(Part of a data file)
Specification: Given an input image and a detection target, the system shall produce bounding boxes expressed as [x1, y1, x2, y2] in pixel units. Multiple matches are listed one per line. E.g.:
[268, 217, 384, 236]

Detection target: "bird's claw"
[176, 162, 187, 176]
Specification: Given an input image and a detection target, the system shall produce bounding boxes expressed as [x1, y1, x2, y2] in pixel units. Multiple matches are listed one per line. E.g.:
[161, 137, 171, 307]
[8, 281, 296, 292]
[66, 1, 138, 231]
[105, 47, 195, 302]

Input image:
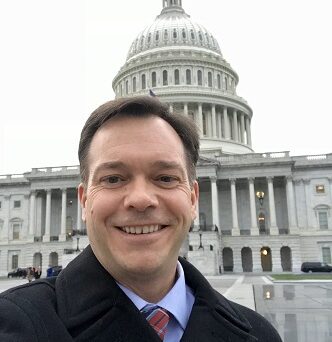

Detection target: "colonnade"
[29, 188, 82, 242]
[169, 102, 252, 146]
[194, 177, 298, 236]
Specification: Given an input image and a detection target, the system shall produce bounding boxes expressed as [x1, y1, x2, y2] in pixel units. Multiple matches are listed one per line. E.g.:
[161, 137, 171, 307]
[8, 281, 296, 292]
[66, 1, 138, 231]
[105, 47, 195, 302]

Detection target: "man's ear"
[191, 181, 199, 220]
[77, 183, 86, 222]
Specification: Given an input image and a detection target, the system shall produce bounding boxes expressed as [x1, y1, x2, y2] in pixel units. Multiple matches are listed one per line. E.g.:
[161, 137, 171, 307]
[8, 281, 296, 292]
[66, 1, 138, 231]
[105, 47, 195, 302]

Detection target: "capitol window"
[318, 211, 329, 229]
[133, 77, 136, 92]
[173, 29, 178, 39]
[208, 71, 212, 87]
[316, 184, 325, 194]
[190, 29, 195, 39]
[14, 201, 21, 209]
[142, 74, 146, 89]
[217, 74, 221, 89]
[163, 70, 168, 85]
[151, 71, 157, 87]
[197, 70, 203, 85]
[186, 69, 191, 84]
[174, 69, 180, 84]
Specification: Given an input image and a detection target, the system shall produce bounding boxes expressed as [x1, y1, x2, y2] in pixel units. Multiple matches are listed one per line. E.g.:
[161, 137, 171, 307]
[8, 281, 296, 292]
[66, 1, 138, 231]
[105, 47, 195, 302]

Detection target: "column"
[246, 117, 252, 146]
[267, 177, 279, 235]
[249, 177, 259, 235]
[239, 113, 244, 143]
[230, 178, 240, 236]
[194, 179, 200, 231]
[286, 176, 299, 234]
[197, 103, 203, 137]
[28, 190, 36, 242]
[43, 189, 52, 242]
[76, 191, 82, 231]
[59, 189, 67, 241]
[210, 177, 220, 231]
[271, 247, 282, 272]
[251, 247, 262, 272]
[212, 104, 217, 138]
[303, 179, 313, 229]
[233, 109, 239, 141]
[0, 195, 10, 242]
[183, 103, 188, 116]
[223, 107, 230, 139]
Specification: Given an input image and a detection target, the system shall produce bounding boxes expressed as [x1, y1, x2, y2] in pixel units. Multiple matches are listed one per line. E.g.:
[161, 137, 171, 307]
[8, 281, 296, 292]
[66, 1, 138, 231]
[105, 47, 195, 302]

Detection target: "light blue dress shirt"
[118, 262, 195, 342]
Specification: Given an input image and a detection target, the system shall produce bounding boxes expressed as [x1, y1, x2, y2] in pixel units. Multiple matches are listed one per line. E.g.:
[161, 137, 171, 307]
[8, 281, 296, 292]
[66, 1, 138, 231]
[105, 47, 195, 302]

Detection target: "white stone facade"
[0, 0, 332, 276]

*WORK INSTRUCTIONS*. Rewrite all of the lines above as a numbered list, skipping any blank lines. Leave out the pictures.

*SOLUTION TO THE PROBLEM*.
1. Specification: Given an input image and a detection target, the system shall produce bounding boxes expressed as [x1, y1, x2, y2] in pixel units. Multiple matches are listed one per line. E.g.:
2. [268, 217, 384, 236]
3. Detection target: "bird's claw"
4. [176, 162, 187, 176]
5. Specification: Given an input image and a detection target, the system shall produce bounding boxes expressed as [x1, y1, x2, y2] in pixel units. Multiple matches are listed one per line. E.g.:
6. [161, 137, 171, 307]
7. [8, 281, 296, 292]
8. [66, 1, 138, 231]
9. [105, 47, 195, 302]
10. Input image:
11. Detection target: "colonnade"
12. [29, 188, 82, 242]
13. [169, 102, 252, 146]
14. [194, 177, 298, 236]
15. Specification: Given an input image and a detection target, the system shall produce bounding boxes expressed as [x1, y1, x2, y2] in pixel units. Multiple matches are listed one per line. E.g.:
16. [161, 137, 171, 307]
17. [8, 281, 296, 292]
18. [66, 1, 138, 231]
19. [105, 47, 195, 302]
20. Detection target: "man's ear"
21. [191, 181, 199, 220]
22. [77, 183, 86, 222]
23. Specification: Given an input image and a detection target, the system shall produce bounding boxes expressed as [x1, y1, x2, y2] in pixel units. Multiple matches are listed one per line. E.g.:
24. [161, 137, 171, 307]
25. [8, 281, 296, 292]
26. [66, 1, 138, 231]
27. [105, 47, 195, 302]
28. Detection target: "capitol window"
29. [318, 211, 329, 229]
30. [133, 77, 136, 92]
31. [173, 29, 178, 39]
32. [208, 71, 212, 87]
33. [316, 184, 325, 194]
34. [190, 29, 195, 39]
35. [14, 201, 21, 209]
36. [142, 74, 146, 89]
37. [217, 74, 221, 89]
38. [163, 70, 168, 85]
39. [151, 71, 157, 87]
40. [197, 70, 203, 85]
41. [186, 69, 191, 84]
42. [174, 69, 180, 84]
43. Specification: Given an input image and a detection target, the system shall produce bounding boxes expressed as [x1, y1, x2, y2] in pixel units. Multiple matches are listed one per line. E.g.:
44. [161, 137, 171, 307]
45. [8, 281, 296, 292]
46. [66, 1, 138, 231]
47. [105, 47, 195, 302]
48. Detection target: "column"
49. [246, 117, 252, 146]
50. [267, 177, 279, 235]
51. [249, 177, 259, 235]
52. [239, 113, 244, 143]
53. [230, 178, 240, 236]
54. [194, 179, 200, 231]
55. [286, 176, 299, 234]
56. [197, 103, 203, 137]
57. [28, 190, 36, 242]
58. [43, 189, 52, 242]
59. [76, 191, 82, 231]
60. [59, 189, 67, 241]
61. [210, 177, 220, 231]
62. [271, 247, 282, 272]
63. [251, 247, 262, 272]
64. [212, 104, 217, 138]
65. [303, 179, 313, 229]
66. [233, 109, 239, 141]
67. [0, 195, 10, 242]
68. [183, 103, 188, 116]
69. [223, 107, 230, 139]
70. Specification: Given an input image and a detection target, the system shall produce bounding boxes expressed as [x1, y1, x2, y2] in pixel units. Multiple matches are listed one per line. E.g.:
71. [161, 137, 171, 307]
72. [8, 281, 296, 292]
73. [66, 1, 138, 231]
74. [105, 47, 195, 302]
75. Detection target: "light blue dress shirt"
76. [118, 262, 195, 342]
77. Specification: Given an input image and a detection target, the system shall produce bounding boxes expressed as [x1, y1, x2, y2] in pixel units. Multiple matches are listed one per line. E.g.:
78. [161, 137, 171, 307]
79. [8, 281, 296, 292]
80. [66, 1, 138, 231]
81. [105, 47, 195, 302]
82. Detection target: "white stone facade"
83. [0, 0, 332, 276]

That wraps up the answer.